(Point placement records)
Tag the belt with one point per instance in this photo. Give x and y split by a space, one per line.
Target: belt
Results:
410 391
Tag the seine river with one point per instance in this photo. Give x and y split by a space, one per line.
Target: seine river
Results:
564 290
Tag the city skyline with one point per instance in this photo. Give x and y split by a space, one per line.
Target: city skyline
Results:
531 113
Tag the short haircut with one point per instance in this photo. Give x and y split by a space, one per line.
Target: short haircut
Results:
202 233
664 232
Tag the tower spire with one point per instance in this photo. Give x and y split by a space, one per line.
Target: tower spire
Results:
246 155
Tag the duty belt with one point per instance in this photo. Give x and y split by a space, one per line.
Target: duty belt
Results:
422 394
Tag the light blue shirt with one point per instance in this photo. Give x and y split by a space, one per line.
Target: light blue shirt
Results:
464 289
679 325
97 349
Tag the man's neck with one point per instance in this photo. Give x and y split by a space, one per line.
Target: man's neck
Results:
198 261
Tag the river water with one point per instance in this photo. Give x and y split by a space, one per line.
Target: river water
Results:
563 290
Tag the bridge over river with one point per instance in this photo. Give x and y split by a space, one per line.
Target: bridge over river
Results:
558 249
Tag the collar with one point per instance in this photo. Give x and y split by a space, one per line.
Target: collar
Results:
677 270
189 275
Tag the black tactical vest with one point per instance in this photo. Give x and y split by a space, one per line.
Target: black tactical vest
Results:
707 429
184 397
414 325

* * *

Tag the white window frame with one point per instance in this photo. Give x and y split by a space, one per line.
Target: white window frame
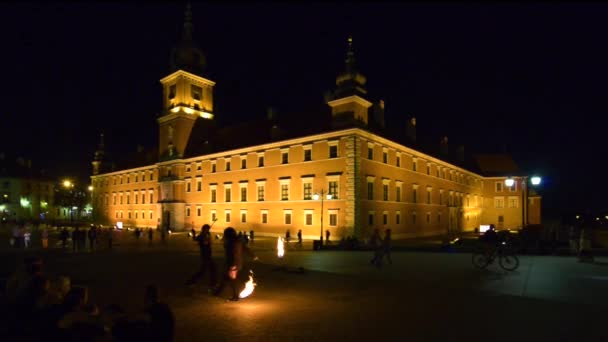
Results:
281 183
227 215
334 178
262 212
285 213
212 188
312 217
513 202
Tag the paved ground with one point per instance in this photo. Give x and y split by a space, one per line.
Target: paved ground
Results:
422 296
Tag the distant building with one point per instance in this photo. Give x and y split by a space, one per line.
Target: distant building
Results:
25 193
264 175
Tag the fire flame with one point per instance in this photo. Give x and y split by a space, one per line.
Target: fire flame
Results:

### Directive
State how many lines of the material above contain the string "building", counting only matches in the same case, and give only the number.

### Solution to the exercise
2